America’s 250th birthday celebration feels like a child’s birthday party ruined by fighting between two soon-to-be-divorced parents. What should be a benign celebration of shared, if slightly boring, values has become a fully partisan affair.
In part, this is due to the president’s determination to make it all about himself. But the agita surrounding America 250 is not just about President Donald Trump’s garish White House UFC fight or poorly attended “Great American State Fair.” It is a reflection of a deeper division: a sense that Democratic and Republican partisans seem to have two wholly different visions of what the country is and should be. With partisan division enabling a president who aspires to kingly power, attempting to celebrate the republic’s extraordinary past can feel like willfully ignoring its parlous future.
Key takeaways
- Historian Gordon Wood, who died in June, was one of the greatest historians of the American Revolution. His famous book, The Radicalism of the American Revolution, argued that the Revolution transformed America into a new kind of democratic society — outstripping even what the Founders themselves intended.

[Work to do]
a: In the entries, swap "wooden pew" for "oak pew" in the lines from the one that has "of the wooden" through the one that has "Target: wooden pew", and leave everything else in those lines unchanged.
b: Write the next part of the article on America's 250th birthday celebration, starting after its last sentence.

[Listed records]
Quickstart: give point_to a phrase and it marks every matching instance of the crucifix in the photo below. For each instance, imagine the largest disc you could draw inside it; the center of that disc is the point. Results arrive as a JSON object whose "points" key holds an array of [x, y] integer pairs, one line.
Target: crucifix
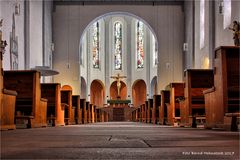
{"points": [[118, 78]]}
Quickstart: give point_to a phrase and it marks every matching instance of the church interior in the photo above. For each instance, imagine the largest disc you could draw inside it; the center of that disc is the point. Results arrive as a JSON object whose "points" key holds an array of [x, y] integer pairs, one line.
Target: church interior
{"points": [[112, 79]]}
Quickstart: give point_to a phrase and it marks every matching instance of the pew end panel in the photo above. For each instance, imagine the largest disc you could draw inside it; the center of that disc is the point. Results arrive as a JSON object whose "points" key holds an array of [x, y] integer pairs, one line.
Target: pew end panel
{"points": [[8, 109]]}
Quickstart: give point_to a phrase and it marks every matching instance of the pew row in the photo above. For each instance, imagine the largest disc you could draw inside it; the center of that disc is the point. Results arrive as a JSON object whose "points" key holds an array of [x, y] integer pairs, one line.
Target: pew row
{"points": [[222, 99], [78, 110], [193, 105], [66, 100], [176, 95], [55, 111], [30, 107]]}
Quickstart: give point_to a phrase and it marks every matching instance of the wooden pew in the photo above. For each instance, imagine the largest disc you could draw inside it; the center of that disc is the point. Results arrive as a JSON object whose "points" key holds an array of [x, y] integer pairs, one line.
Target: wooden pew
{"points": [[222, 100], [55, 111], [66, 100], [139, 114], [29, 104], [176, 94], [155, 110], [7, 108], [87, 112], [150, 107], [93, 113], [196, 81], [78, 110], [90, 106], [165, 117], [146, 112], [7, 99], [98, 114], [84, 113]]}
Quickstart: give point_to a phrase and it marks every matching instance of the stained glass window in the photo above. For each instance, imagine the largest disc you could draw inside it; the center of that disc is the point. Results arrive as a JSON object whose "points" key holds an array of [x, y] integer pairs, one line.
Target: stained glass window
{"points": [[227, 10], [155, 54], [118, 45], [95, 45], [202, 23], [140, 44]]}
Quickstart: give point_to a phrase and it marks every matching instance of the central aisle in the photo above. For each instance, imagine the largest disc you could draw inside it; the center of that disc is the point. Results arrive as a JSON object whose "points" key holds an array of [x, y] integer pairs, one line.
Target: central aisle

[Answers per task]
a:
Quickstart: give point_to a phrase and it marks every matching instance of the oak pew in the photo above. For each instance, imagine the largest disc you could draw inside it; the center of that disc is the point. Results arrive as a JSON object whose "points" key holds an array of [x, y] integer pairs, one line.
Target: oak pew

b:
- Near the end of his life, Wood wielded his view of the Revolution — as not just an event, but a set of ideas that defined a nation — against ascendant views on the radical left and right that described America as either a fundamentally racist project or a blood-and-soil ethnostate.
- Wood’s vision is, polling data suggests, vastly more popular among Americans. Indeed, his death brought out tributes from figures on both the left and the right — suggesting that something like Wood’s patriotic vision can serve as a building block in reconstructing America after the current era of extreme polarization.
Yet amid this gloom, I found hope for the country in an unlikely source: a death. Or, more precisely, the reaction to it.
Gordon Wood was, for most of the year, the greatest living historian of the American Revolution — remaining remarkably sharp at age 92, over a decade after his retirement from Brown University. After Wood was fatally struck by a car on June 7, his death prompted an extraordinary wave of encomia from prominent figures across the political spectrum. Florida Gov. Ron DeSantis mourned him, as did Wood’s former student Rep. Seth Magaziner (D-RI). The Federalist Society, The Atlantic, and the New Republic all published tributes. Libertarian magazine Reason sung his praises, as did the World Socialist Web Site.
How could a single historian, writing a topic as familiar (and ideologically contested) as the American revolution, have such wide appeal? After reading Wood’s 1991 masterwork The Radicalism of the American Revolution, I can confidently say the book is brilliant: meticulously researched and compellingly argued. It also performs a fascinating bit of ideological work: a prescient pre-bunking of recently fashionable ideas, on both the radical left and right, that paint America as an ethno-nationalist project.
Wood’s America is a country defined not by blood, but by ideas: a revolutionary commitment to equality that began hypocritically but gave rise to the first truly democratic society in the world’s history.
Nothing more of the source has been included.